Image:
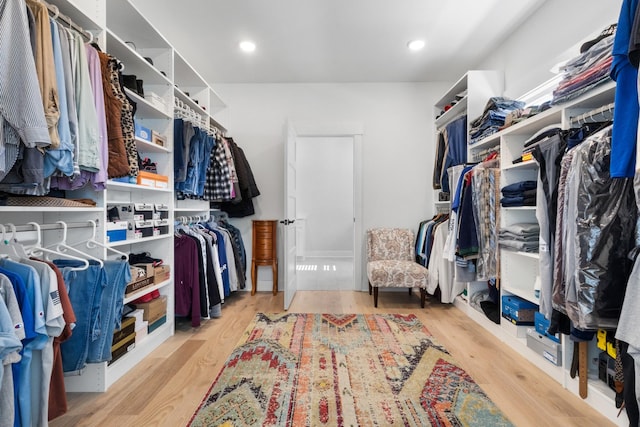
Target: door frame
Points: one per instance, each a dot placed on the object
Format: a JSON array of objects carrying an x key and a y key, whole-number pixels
[{"x": 355, "y": 130}]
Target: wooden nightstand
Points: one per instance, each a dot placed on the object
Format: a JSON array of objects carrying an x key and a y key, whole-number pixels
[{"x": 264, "y": 251}]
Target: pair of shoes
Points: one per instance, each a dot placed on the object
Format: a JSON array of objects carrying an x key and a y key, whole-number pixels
[
  {"x": 144, "y": 258},
  {"x": 147, "y": 165},
  {"x": 147, "y": 297},
  {"x": 132, "y": 82}
]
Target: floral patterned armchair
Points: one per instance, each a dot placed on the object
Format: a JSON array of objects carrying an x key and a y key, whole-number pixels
[{"x": 390, "y": 262}]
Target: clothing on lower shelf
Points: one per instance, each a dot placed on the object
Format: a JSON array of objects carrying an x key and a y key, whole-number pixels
[
  {"x": 520, "y": 237},
  {"x": 64, "y": 313},
  {"x": 493, "y": 117},
  {"x": 210, "y": 265},
  {"x": 522, "y": 193}
]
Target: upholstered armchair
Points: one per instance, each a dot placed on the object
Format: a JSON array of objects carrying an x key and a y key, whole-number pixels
[{"x": 391, "y": 262}]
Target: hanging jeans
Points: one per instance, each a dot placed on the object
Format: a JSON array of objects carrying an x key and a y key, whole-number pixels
[
  {"x": 117, "y": 274},
  {"x": 85, "y": 289}
]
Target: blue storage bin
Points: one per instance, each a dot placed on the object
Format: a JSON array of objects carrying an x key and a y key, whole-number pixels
[
  {"x": 519, "y": 311},
  {"x": 542, "y": 326}
]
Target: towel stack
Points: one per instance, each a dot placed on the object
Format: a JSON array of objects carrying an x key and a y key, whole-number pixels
[
  {"x": 521, "y": 193},
  {"x": 522, "y": 236}
]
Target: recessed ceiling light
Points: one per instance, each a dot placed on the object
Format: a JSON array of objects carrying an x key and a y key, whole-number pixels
[
  {"x": 247, "y": 46},
  {"x": 415, "y": 45}
]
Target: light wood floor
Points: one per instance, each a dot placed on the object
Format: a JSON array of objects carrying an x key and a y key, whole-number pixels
[{"x": 168, "y": 386}]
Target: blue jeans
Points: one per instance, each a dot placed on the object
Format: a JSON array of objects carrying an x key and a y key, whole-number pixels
[
  {"x": 118, "y": 275},
  {"x": 85, "y": 289},
  {"x": 207, "y": 149}
]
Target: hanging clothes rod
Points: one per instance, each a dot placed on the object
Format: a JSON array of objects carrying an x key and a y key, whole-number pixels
[
  {"x": 55, "y": 226},
  {"x": 55, "y": 14},
  {"x": 605, "y": 113}
]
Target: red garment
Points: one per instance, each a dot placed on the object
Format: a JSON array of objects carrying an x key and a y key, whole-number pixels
[{"x": 57, "y": 391}]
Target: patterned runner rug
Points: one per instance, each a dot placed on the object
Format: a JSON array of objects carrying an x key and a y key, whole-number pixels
[{"x": 298, "y": 369}]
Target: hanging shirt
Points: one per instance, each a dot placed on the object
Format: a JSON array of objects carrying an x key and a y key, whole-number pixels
[
  {"x": 24, "y": 120},
  {"x": 46, "y": 69},
  {"x": 625, "y": 114}
]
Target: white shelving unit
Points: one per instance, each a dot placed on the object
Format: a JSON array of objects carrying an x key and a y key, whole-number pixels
[
  {"x": 519, "y": 269},
  {"x": 476, "y": 87},
  {"x": 123, "y": 32}
]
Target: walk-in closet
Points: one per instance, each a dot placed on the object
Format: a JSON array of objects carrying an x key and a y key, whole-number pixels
[{"x": 143, "y": 144}]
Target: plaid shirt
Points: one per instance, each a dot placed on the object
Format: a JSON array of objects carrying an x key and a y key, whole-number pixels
[{"x": 218, "y": 186}]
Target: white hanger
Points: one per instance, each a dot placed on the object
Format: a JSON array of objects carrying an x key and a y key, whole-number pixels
[
  {"x": 38, "y": 248},
  {"x": 18, "y": 249},
  {"x": 93, "y": 242},
  {"x": 62, "y": 246}
]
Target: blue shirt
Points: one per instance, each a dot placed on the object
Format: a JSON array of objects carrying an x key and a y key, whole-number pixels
[{"x": 625, "y": 114}]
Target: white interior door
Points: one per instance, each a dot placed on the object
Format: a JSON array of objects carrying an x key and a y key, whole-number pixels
[{"x": 288, "y": 227}]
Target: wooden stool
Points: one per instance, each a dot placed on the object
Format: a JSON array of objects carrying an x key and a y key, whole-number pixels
[{"x": 264, "y": 251}]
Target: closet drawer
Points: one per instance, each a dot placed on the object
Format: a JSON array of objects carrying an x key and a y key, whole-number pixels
[
  {"x": 162, "y": 273},
  {"x": 122, "y": 348}
]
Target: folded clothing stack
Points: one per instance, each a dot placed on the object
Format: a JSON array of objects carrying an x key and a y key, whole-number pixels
[
  {"x": 521, "y": 193},
  {"x": 587, "y": 70},
  {"x": 493, "y": 117},
  {"x": 523, "y": 236}
]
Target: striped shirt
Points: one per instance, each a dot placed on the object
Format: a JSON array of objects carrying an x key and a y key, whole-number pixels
[{"x": 21, "y": 112}]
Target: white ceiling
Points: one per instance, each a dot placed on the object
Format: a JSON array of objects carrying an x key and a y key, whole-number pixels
[{"x": 335, "y": 40}]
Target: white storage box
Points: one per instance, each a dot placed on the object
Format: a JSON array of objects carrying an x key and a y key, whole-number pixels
[{"x": 544, "y": 346}]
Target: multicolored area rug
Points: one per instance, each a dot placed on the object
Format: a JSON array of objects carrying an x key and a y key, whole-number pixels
[{"x": 343, "y": 370}]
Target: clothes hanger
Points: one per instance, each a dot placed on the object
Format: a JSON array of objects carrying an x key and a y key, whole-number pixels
[
  {"x": 62, "y": 246},
  {"x": 39, "y": 249},
  {"x": 18, "y": 249},
  {"x": 93, "y": 243}
]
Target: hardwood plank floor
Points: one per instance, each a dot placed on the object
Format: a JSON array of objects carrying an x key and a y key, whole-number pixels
[{"x": 167, "y": 387}]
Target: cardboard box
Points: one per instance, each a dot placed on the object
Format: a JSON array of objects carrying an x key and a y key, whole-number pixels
[
  {"x": 140, "y": 229},
  {"x": 542, "y": 326},
  {"x": 162, "y": 273},
  {"x": 156, "y": 100},
  {"x": 142, "y": 331},
  {"x": 142, "y": 132},
  {"x": 154, "y": 309},
  {"x": 136, "y": 286},
  {"x": 127, "y": 328},
  {"x": 147, "y": 270},
  {"x": 158, "y": 139},
  {"x": 161, "y": 211},
  {"x": 116, "y": 231},
  {"x": 155, "y": 325},
  {"x": 149, "y": 179},
  {"x": 137, "y": 315},
  {"x": 162, "y": 225}
]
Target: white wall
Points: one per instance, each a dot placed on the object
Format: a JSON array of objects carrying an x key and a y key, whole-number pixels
[
  {"x": 397, "y": 146},
  {"x": 554, "y": 33},
  {"x": 324, "y": 171}
]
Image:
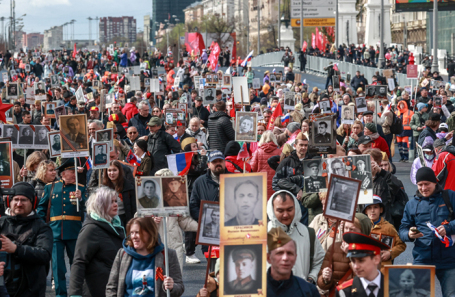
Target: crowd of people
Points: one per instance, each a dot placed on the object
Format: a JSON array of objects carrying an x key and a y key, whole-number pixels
[{"x": 48, "y": 217}]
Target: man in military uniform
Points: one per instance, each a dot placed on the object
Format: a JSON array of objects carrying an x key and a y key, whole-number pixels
[
  {"x": 150, "y": 198},
  {"x": 407, "y": 283},
  {"x": 322, "y": 136},
  {"x": 60, "y": 198},
  {"x": 365, "y": 255},
  {"x": 100, "y": 157},
  {"x": 245, "y": 265},
  {"x": 314, "y": 179},
  {"x": 175, "y": 196}
]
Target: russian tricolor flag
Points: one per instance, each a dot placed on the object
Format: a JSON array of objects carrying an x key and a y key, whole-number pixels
[
  {"x": 179, "y": 164},
  {"x": 247, "y": 59}
]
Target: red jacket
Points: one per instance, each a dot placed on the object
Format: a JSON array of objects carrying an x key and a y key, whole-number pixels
[
  {"x": 259, "y": 163},
  {"x": 232, "y": 169},
  {"x": 130, "y": 110},
  {"x": 381, "y": 144}
]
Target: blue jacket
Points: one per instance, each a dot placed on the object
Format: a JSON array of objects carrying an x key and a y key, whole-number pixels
[{"x": 429, "y": 250}]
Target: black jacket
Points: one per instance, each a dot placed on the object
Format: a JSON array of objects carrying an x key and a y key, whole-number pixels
[
  {"x": 159, "y": 145},
  {"x": 33, "y": 253},
  {"x": 96, "y": 248},
  {"x": 220, "y": 130}
]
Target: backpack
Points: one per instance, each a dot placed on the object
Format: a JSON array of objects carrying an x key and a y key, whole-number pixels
[{"x": 397, "y": 125}]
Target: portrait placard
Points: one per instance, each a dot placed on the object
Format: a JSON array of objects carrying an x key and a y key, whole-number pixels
[
  {"x": 246, "y": 126},
  {"x": 74, "y": 135},
  {"x": 100, "y": 153},
  {"x": 106, "y": 135},
  {"x": 243, "y": 208},
  {"x": 347, "y": 114},
  {"x": 342, "y": 196},
  {"x": 6, "y": 164},
  {"x": 241, "y": 92},
  {"x": 208, "y": 231},
  {"x": 55, "y": 148},
  {"x": 314, "y": 180},
  {"x": 407, "y": 280},
  {"x": 253, "y": 259}
]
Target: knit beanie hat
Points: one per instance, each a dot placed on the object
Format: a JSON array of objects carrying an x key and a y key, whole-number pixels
[
  {"x": 426, "y": 174},
  {"x": 371, "y": 127}
]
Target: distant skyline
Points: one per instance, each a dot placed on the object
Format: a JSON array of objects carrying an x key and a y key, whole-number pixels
[{"x": 44, "y": 14}]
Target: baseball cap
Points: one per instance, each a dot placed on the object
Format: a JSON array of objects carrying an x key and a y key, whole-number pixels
[{"x": 215, "y": 155}]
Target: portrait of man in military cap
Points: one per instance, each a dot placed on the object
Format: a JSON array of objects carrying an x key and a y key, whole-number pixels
[
  {"x": 244, "y": 268},
  {"x": 174, "y": 191}
]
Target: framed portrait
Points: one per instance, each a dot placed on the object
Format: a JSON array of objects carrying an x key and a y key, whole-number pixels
[
  {"x": 347, "y": 114},
  {"x": 106, "y": 135},
  {"x": 246, "y": 126},
  {"x": 361, "y": 104},
  {"x": 12, "y": 90},
  {"x": 226, "y": 80},
  {"x": 289, "y": 101},
  {"x": 100, "y": 153},
  {"x": 149, "y": 196},
  {"x": 74, "y": 135},
  {"x": 342, "y": 196},
  {"x": 6, "y": 164},
  {"x": 252, "y": 258},
  {"x": 49, "y": 109},
  {"x": 11, "y": 132},
  {"x": 409, "y": 280},
  {"x": 242, "y": 199},
  {"x": 26, "y": 135},
  {"x": 209, "y": 96},
  {"x": 40, "y": 140},
  {"x": 314, "y": 181},
  {"x": 241, "y": 92},
  {"x": 55, "y": 147},
  {"x": 208, "y": 231}
]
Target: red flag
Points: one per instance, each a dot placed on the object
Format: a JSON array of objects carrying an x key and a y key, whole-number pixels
[
  {"x": 194, "y": 41},
  {"x": 74, "y": 50},
  {"x": 214, "y": 54},
  {"x": 276, "y": 113}
]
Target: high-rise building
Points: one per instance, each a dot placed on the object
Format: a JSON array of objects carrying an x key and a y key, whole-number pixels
[{"x": 117, "y": 27}]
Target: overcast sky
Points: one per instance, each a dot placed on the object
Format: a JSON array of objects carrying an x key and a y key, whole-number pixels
[{"x": 43, "y": 14}]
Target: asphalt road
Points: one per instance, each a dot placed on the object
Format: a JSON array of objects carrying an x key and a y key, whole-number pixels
[{"x": 193, "y": 274}]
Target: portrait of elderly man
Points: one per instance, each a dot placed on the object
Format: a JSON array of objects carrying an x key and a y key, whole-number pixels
[
  {"x": 246, "y": 197},
  {"x": 245, "y": 266}
]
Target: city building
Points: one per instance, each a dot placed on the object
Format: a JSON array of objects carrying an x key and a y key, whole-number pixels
[
  {"x": 34, "y": 40},
  {"x": 119, "y": 28},
  {"x": 53, "y": 38}
]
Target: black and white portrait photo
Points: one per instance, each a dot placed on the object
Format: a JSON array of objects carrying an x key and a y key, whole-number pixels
[
  {"x": 322, "y": 132},
  {"x": 342, "y": 198},
  {"x": 55, "y": 148},
  {"x": 41, "y": 136},
  {"x": 361, "y": 104},
  {"x": 314, "y": 181},
  {"x": 209, "y": 96},
  {"x": 243, "y": 269},
  {"x": 10, "y": 131},
  {"x": 209, "y": 224},
  {"x": 243, "y": 200},
  {"x": 26, "y": 135},
  {"x": 246, "y": 126},
  {"x": 324, "y": 106},
  {"x": 74, "y": 133},
  {"x": 411, "y": 280},
  {"x": 347, "y": 114}
]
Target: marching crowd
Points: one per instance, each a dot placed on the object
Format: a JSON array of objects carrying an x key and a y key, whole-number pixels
[{"x": 308, "y": 254}]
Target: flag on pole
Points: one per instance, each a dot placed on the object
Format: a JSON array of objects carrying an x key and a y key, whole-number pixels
[{"x": 180, "y": 164}]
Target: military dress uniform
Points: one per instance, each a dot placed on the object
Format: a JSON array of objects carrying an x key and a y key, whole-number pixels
[{"x": 65, "y": 222}]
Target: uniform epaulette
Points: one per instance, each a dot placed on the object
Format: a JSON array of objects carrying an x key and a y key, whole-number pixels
[{"x": 345, "y": 285}]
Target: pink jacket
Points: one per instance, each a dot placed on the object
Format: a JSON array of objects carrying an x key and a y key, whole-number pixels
[{"x": 259, "y": 163}]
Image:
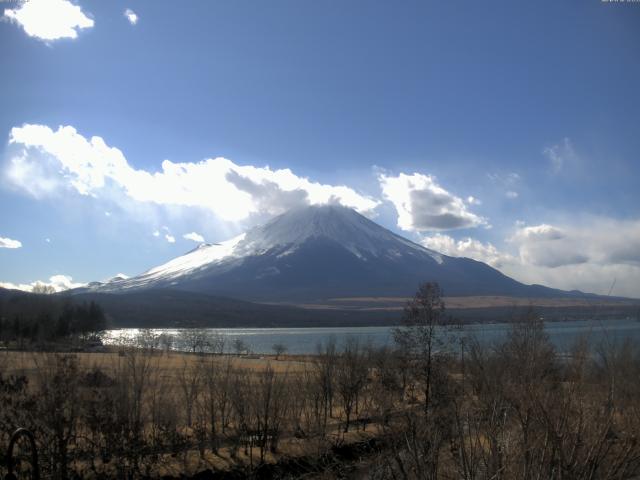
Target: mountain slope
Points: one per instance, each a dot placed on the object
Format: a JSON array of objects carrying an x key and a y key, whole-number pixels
[{"x": 321, "y": 252}]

__What you have to do__
Render the records from the line with "Target: military dress uniform" through the end as a JSON list of strings, one string per line and no blank lines. Leave the pictures out of the answer.

__Solution__
[
  "Target: military dress uniform",
  "Points: one per instance, each a dot placed on the object",
  "Format: a JSON array of objects carrying an x key and a y key, whole-number pixels",
  "[{\"x\": 65, \"y\": 222}]",
  "Target: uniform epaulette",
  "Points: one per instance, each a dot placed on the object",
  "Format: a JSON array of objects carrying an x key and a y key, whole-number pixels",
  "[{\"x\": 345, \"y\": 285}]",
  "Target: pink jacket",
  "Points: one per instance, each a dot placed on the object",
  "Format: a JSON array of objects carrying an x key and a y key, whole-number pixels",
  "[{\"x\": 259, \"y\": 163}]",
  "Image:",
  "Target: mountain slope",
  "Points: one per instance, each a dot placed on the object",
  "Format: a JSON array of objects carrying an x key and a y key, whole-number pixels",
  "[{\"x\": 321, \"y\": 252}]"
]